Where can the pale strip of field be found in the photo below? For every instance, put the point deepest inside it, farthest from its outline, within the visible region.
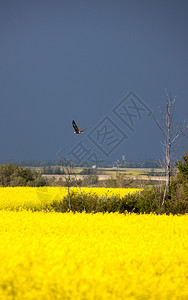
(105, 177)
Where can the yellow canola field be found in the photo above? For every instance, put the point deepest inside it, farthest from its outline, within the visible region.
(48, 256)
(32, 197)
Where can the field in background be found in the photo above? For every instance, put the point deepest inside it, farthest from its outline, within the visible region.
(37, 197)
(92, 256)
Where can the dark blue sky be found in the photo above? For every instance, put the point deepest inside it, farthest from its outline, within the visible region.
(64, 60)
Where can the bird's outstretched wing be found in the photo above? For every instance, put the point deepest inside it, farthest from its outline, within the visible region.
(75, 126)
(82, 130)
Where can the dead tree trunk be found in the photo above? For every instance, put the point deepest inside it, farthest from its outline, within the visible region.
(170, 134)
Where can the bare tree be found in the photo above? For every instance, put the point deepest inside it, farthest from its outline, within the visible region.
(170, 133)
(69, 176)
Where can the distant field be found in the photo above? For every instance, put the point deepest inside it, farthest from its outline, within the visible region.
(37, 197)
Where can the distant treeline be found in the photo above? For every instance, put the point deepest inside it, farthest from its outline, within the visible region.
(101, 164)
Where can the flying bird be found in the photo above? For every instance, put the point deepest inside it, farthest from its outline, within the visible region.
(77, 131)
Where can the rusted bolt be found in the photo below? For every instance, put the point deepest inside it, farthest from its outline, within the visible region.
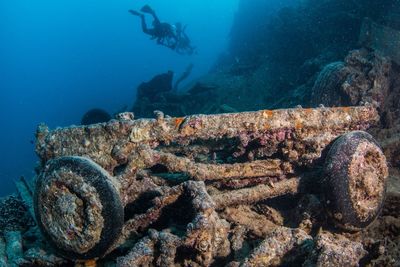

* * *

Task directions:
All lines from the one holding "Where can the flying" through the last line of the entries, and nothing else, are to be output exactly; leave out the pictures.

Answer space:
Where can the flying bird be found in the photo above? For every instance, put the point deepest inside it, farthest from its outline, within the visible region.
(77, 131)
Where can the rusted bolt be found in the photo below? For every instance, put the point deepest inside it, farthest from its outline, within the visible region.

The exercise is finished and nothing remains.